▶ Prompt: Look through the material below for "positive". Copy every line that contains it.

▶ Working data:
'''
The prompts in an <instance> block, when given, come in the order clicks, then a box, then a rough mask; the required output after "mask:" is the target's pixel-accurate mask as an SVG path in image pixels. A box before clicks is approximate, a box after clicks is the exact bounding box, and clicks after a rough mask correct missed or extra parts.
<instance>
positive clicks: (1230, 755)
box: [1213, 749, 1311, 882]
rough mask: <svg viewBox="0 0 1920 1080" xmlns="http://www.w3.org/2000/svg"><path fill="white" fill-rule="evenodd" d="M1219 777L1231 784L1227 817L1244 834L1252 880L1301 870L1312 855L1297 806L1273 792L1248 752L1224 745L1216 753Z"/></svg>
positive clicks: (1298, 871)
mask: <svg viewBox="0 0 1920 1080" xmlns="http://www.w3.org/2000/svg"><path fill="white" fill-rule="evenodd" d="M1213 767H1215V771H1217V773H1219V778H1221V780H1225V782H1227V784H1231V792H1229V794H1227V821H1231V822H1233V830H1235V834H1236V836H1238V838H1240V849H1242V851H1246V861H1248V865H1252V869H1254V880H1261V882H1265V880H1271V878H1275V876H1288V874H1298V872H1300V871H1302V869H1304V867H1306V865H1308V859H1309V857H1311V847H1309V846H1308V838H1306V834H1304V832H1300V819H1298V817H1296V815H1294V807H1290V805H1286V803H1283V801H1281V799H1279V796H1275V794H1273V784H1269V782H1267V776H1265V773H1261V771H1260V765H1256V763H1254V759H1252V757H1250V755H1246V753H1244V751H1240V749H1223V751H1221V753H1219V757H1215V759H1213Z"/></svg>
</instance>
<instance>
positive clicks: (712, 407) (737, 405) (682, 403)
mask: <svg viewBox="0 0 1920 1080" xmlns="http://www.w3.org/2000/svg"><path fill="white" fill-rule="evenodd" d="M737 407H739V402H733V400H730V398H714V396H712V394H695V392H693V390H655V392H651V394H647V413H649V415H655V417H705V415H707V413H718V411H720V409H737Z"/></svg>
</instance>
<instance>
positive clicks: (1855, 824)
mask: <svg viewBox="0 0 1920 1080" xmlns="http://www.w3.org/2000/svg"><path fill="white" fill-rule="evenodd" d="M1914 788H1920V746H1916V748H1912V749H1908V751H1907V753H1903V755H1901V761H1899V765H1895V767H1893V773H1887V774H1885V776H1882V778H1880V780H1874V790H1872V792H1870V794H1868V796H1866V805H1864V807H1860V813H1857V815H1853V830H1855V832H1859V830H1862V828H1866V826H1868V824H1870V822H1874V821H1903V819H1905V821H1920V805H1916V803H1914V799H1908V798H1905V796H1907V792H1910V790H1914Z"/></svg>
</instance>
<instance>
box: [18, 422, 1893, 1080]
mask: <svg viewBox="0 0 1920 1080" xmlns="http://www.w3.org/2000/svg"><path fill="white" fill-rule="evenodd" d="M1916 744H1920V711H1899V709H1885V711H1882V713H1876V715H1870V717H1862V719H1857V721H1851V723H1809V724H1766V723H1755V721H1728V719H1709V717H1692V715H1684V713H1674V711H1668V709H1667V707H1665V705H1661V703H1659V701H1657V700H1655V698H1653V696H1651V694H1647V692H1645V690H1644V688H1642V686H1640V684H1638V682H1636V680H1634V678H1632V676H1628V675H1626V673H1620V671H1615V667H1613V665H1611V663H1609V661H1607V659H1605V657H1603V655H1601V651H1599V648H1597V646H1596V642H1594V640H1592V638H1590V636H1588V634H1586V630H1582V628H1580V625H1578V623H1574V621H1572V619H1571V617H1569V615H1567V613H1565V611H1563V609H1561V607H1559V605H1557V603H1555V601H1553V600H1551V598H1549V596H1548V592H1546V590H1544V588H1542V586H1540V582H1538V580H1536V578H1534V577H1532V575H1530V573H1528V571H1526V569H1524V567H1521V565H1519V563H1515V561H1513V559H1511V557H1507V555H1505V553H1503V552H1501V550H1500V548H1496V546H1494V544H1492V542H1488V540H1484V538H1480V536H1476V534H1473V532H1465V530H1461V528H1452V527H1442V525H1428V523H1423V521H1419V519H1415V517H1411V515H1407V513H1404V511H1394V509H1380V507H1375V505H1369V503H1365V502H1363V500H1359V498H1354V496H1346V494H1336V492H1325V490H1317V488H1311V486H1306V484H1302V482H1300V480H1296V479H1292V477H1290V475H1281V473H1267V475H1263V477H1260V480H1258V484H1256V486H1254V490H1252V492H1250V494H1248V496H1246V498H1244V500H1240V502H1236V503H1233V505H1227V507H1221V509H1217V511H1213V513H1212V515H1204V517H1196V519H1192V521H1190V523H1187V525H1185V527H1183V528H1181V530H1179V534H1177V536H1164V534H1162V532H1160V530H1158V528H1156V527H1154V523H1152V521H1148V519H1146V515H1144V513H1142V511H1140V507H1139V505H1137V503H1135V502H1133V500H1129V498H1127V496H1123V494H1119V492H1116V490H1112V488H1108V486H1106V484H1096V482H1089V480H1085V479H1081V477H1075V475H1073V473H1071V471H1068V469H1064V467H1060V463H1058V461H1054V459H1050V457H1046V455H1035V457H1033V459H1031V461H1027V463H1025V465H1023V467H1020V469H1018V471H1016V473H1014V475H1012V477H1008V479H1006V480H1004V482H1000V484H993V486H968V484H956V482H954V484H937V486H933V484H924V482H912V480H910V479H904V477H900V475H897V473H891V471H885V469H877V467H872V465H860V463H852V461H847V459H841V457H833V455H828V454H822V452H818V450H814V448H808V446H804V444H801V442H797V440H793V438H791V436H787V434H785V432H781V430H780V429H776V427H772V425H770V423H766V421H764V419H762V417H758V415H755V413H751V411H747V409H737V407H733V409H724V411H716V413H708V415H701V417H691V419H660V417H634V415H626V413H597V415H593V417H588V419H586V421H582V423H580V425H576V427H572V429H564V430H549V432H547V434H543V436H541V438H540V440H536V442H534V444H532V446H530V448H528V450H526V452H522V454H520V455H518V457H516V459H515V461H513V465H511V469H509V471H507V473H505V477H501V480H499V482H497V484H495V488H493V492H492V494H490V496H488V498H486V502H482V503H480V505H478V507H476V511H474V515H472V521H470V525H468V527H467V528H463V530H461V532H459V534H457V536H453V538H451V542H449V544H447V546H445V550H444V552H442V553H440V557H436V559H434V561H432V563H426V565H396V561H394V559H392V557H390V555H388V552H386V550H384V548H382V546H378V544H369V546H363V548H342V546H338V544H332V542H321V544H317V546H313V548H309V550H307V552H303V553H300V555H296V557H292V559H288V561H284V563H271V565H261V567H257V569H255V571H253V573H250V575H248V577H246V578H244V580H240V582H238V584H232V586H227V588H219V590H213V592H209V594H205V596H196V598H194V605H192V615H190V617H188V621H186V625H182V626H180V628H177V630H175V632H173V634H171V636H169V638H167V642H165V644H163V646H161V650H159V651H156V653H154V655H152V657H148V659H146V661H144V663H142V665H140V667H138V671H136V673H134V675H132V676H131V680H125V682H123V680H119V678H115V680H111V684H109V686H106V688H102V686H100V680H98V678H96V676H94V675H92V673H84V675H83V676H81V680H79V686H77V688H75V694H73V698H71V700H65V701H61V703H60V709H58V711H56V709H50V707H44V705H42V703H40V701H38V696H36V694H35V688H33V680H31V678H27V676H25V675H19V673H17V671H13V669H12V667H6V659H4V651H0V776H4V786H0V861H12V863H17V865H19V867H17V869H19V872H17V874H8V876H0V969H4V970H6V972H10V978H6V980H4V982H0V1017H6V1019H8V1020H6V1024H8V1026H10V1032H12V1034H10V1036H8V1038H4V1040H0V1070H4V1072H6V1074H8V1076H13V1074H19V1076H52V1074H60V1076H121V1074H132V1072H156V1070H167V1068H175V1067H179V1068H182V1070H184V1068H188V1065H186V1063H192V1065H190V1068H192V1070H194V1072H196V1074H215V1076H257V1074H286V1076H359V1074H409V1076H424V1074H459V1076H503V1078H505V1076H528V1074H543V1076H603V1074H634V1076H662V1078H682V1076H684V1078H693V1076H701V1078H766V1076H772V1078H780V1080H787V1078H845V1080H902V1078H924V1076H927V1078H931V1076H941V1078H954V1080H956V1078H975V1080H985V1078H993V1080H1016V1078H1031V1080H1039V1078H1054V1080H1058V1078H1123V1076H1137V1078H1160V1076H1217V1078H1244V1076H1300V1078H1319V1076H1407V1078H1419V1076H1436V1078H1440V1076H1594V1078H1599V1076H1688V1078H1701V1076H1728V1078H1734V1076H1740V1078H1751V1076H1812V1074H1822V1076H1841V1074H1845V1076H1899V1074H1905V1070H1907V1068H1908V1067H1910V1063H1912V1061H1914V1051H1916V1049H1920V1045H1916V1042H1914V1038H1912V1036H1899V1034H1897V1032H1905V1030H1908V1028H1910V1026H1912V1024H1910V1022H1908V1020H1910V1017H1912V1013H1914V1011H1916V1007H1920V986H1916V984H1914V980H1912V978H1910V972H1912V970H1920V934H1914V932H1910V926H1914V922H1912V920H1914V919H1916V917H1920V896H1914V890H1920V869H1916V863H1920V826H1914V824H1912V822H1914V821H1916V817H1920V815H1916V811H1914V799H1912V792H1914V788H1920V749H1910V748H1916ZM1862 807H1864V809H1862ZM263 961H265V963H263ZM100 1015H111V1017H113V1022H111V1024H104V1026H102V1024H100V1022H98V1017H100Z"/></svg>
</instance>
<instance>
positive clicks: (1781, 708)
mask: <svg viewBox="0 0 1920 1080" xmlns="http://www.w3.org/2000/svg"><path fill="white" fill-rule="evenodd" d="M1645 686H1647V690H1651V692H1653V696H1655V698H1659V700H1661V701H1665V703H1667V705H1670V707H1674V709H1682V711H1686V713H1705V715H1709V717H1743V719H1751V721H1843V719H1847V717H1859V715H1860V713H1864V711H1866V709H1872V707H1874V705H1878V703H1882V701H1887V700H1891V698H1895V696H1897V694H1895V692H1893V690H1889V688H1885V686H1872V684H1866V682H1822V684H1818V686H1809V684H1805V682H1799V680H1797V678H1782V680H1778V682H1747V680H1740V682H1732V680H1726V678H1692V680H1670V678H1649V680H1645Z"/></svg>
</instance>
'''
▶ Result of this task:
positive clicks: (1230, 755)
positive clicks: (1298, 871)
positive clicks: (712, 407) (737, 405) (682, 403)
positive clicks: (1855, 824)
positive clicks: (1781, 708)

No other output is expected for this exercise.